ABOUT THIS EXERCISE: Return only that part of the material below which starts with the line containing "mark the shoulder | one pin per instance." and goes on through the line containing "mark the mouth | one pin per instance.", restated exactly.

RECORD EXCERPTS:
----------

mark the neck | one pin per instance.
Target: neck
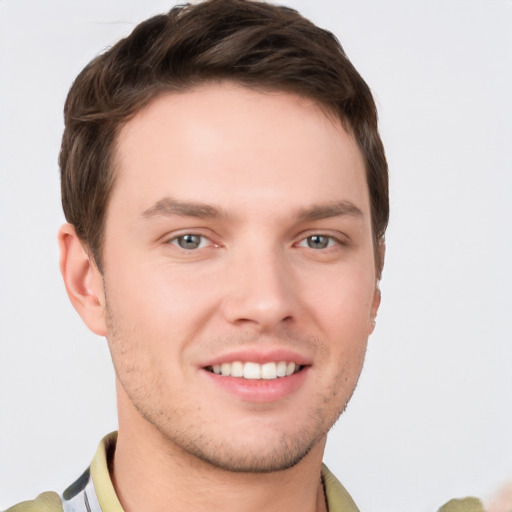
(152, 474)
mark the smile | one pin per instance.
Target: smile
(255, 371)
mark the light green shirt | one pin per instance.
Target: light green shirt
(94, 492)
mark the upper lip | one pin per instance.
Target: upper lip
(260, 356)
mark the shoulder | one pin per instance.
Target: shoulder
(45, 502)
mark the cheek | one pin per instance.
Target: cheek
(343, 306)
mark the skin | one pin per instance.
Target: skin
(275, 191)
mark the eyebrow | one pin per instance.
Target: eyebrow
(335, 209)
(168, 206)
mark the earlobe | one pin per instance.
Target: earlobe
(376, 293)
(374, 309)
(82, 279)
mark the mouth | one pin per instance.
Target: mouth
(255, 371)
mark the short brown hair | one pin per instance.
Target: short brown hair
(251, 43)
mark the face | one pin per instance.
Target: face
(239, 274)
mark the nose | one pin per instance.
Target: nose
(260, 291)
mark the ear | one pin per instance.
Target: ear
(376, 294)
(83, 280)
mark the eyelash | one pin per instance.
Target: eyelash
(304, 242)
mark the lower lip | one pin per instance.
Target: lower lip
(259, 390)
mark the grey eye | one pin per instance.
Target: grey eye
(189, 241)
(318, 241)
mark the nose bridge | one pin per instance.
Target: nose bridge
(260, 287)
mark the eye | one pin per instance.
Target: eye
(190, 241)
(318, 242)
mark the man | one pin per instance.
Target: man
(225, 188)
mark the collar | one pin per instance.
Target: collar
(94, 491)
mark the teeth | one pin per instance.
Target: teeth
(255, 371)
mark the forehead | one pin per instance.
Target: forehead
(232, 146)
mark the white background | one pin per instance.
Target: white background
(432, 416)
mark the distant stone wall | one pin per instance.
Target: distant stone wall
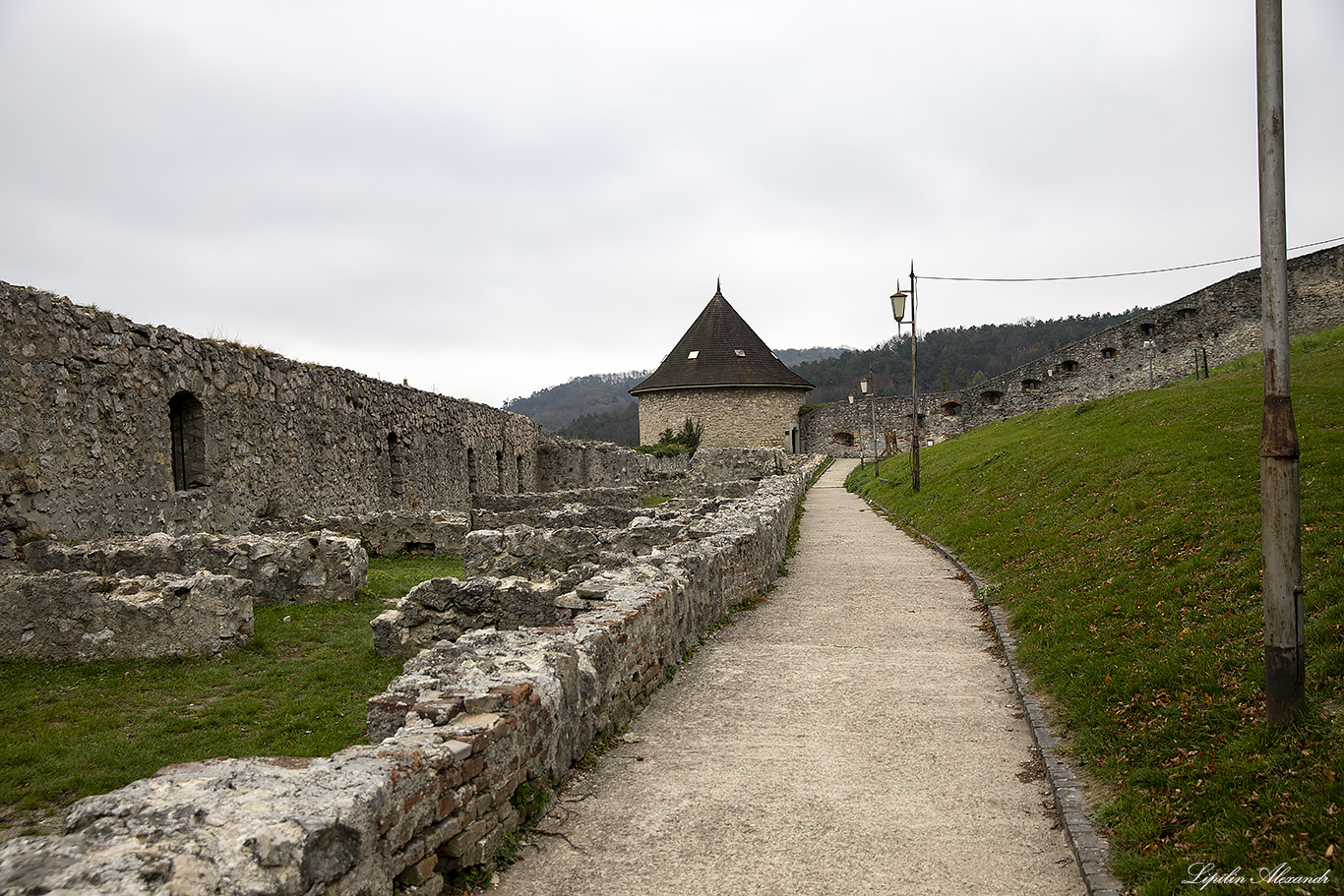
(385, 533)
(1210, 327)
(85, 616)
(463, 726)
(315, 567)
(447, 609)
(116, 428)
(729, 417)
(564, 463)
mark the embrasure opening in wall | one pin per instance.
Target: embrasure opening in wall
(187, 419)
(396, 465)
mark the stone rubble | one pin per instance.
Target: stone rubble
(84, 616)
(458, 733)
(313, 567)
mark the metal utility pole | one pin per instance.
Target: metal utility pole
(914, 391)
(1281, 539)
(873, 414)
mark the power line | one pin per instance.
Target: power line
(1133, 272)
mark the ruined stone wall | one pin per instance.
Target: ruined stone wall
(388, 532)
(116, 428)
(565, 463)
(1212, 326)
(85, 616)
(463, 726)
(729, 417)
(316, 567)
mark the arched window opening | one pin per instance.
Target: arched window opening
(187, 421)
(396, 466)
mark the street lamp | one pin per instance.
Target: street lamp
(860, 443)
(871, 391)
(898, 311)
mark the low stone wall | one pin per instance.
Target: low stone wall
(465, 724)
(316, 567)
(620, 498)
(84, 616)
(558, 517)
(533, 553)
(386, 533)
(447, 609)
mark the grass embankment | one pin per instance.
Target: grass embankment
(1123, 539)
(298, 687)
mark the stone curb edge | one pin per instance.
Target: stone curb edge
(1089, 848)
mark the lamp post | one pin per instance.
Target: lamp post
(898, 311)
(860, 443)
(871, 391)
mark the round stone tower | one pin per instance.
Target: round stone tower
(723, 377)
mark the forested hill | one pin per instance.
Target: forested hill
(557, 406)
(601, 407)
(950, 359)
(601, 393)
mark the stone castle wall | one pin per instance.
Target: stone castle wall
(116, 428)
(1212, 326)
(454, 739)
(730, 417)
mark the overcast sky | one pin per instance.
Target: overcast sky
(491, 198)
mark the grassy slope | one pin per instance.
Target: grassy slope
(69, 730)
(1123, 538)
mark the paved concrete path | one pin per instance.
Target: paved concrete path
(849, 735)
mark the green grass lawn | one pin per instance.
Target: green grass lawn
(298, 687)
(1123, 539)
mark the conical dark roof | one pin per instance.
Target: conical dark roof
(726, 352)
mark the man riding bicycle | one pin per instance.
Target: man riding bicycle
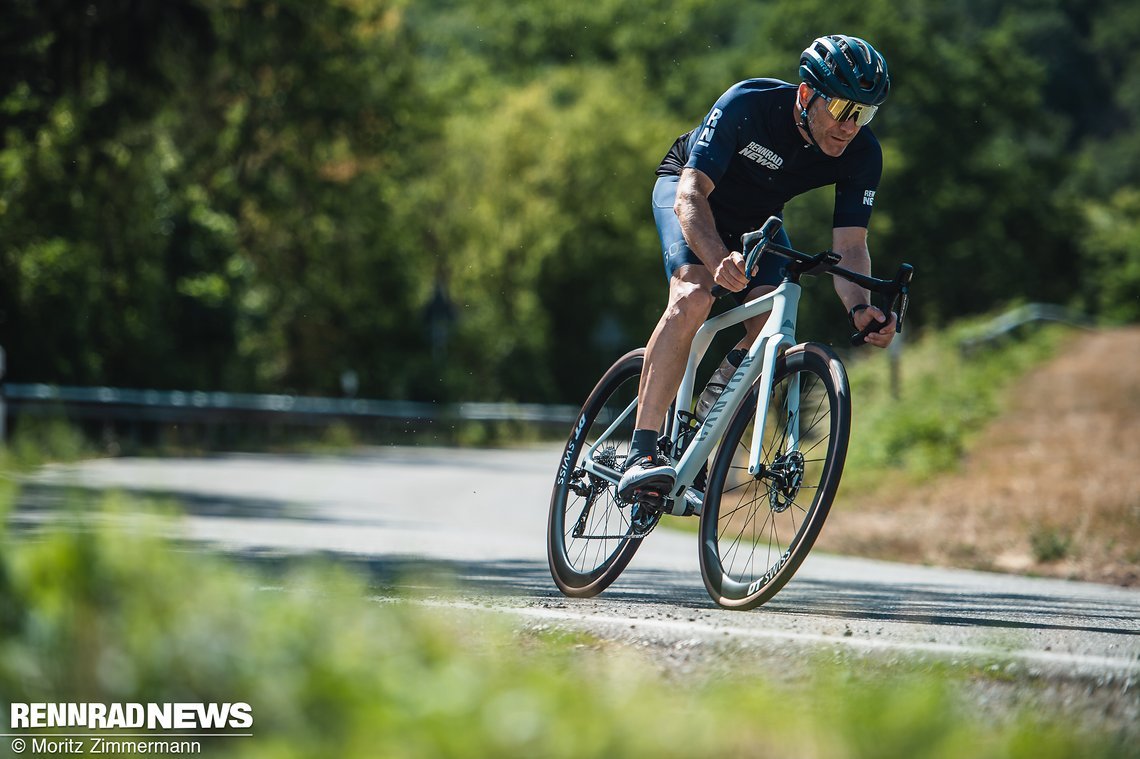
(763, 143)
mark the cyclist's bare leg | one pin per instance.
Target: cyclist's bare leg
(667, 353)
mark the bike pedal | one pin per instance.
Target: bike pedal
(650, 499)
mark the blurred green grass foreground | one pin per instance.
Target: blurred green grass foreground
(98, 613)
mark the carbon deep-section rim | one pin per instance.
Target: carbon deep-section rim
(588, 541)
(756, 531)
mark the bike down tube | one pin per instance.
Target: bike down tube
(760, 360)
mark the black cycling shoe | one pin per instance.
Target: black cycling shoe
(646, 476)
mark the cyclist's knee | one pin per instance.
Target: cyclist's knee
(689, 299)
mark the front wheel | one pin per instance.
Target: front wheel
(591, 537)
(756, 529)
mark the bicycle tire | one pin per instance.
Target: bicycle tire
(755, 532)
(584, 565)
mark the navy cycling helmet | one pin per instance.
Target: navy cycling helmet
(847, 67)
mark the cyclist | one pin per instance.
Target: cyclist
(763, 143)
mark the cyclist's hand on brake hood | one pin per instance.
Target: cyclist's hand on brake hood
(882, 337)
(730, 272)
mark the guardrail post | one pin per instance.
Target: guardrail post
(3, 409)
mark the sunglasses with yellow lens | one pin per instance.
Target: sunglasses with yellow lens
(843, 109)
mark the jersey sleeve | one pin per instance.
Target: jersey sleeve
(855, 190)
(716, 140)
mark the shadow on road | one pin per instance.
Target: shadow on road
(888, 602)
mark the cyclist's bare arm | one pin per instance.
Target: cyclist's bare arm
(695, 217)
(851, 243)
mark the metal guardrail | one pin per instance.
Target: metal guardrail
(193, 406)
(1003, 325)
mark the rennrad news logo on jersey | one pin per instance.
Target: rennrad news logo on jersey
(114, 716)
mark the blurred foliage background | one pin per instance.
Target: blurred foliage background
(452, 198)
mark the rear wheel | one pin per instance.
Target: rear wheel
(756, 530)
(591, 536)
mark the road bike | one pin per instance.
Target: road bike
(760, 476)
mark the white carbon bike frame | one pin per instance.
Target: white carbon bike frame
(779, 334)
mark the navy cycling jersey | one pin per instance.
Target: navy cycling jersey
(750, 148)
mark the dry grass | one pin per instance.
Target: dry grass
(1052, 487)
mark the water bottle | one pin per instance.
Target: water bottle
(718, 381)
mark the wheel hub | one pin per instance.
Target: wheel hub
(787, 476)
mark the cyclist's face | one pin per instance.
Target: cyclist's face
(832, 136)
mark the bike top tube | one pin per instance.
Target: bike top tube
(895, 292)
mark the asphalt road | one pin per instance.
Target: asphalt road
(479, 517)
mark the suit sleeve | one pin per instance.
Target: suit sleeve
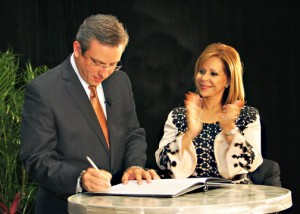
(38, 141)
(136, 146)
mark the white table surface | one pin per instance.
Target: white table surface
(239, 198)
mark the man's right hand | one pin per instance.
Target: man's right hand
(94, 180)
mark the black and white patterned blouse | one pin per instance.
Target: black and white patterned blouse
(210, 154)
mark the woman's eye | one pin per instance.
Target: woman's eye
(214, 73)
(201, 71)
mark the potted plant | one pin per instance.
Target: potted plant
(17, 191)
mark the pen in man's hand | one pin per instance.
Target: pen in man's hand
(92, 162)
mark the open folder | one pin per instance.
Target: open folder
(164, 187)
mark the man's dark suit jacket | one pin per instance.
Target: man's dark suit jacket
(60, 128)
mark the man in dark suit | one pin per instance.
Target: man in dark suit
(60, 127)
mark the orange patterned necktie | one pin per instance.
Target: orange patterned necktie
(99, 112)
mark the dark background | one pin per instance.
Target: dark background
(166, 37)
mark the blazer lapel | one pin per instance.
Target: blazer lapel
(79, 96)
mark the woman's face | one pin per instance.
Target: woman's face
(211, 79)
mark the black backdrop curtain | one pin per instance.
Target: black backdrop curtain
(166, 37)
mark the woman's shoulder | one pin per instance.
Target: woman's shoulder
(249, 110)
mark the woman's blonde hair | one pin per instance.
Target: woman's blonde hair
(233, 70)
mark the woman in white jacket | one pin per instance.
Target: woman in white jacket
(215, 134)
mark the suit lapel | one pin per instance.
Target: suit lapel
(79, 96)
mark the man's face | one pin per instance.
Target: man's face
(98, 62)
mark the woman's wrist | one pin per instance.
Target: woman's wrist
(230, 132)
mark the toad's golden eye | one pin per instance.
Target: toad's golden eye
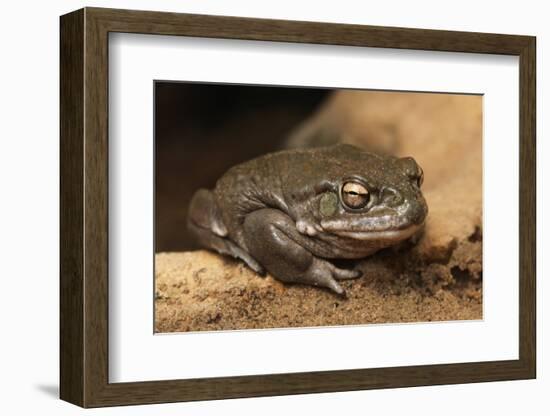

----------

PROBLEM SOLUTION:
mark the shoulder | one pin per instance.
Target: shoulder
(45, 502)
mark the cheek | one pin per instance.
Target: cheek
(343, 306)
mark the skin | one pin per instance.
Target: skin
(275, 191)
mark the eyebrow | one pin per instance.
Target: eyebrow
(335, 209)
(168, 206)
mark the earlobe | one pin per instance.
Target: earlobe
(376, 293)
(374, 309)
(82, 279)
mark the mouth | one pin per instance.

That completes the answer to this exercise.